- Dataset extract -
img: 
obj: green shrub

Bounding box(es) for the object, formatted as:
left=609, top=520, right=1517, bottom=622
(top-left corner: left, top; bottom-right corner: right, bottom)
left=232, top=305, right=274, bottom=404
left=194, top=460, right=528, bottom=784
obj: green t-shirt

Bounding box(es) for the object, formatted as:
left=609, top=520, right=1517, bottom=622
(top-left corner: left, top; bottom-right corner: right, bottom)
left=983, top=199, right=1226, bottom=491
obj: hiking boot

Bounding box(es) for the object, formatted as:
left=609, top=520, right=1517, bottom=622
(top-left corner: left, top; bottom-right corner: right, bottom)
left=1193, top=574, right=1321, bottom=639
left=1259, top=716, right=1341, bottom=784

- What to produce -
Copy every line above word for word, with nothing changed.

- Answer to this task -
img: 
obj: green shrub

Bounding box(es) for the object, formatted as:
left=609, top=520, right=1517, bottom=622
(top-left corner: left, top; bottom-right corner: right, bottom)
left=232, top=305, right=274, bottom=404
left=194, top=460, right=528, bottom=784
obj: green t-shirt

Bounding box(es) for the object, formatted as:
left=609, top=520, right=1517, bottom=622
(top-left corner: left, top; bottom-right corner: right, bottom)
left=983, top=199, right=1226, bottom=491
obj: hiking boot

Bounding box(es) for the object, formatted as:
left=609, top=520, right=1517, bottom=622
(top-left corner: left, top; bottom-right corner: right, bottom)
left=1193, top=574, right=1321, bottom=639
left=1259, top=716, right=1341, bottom=784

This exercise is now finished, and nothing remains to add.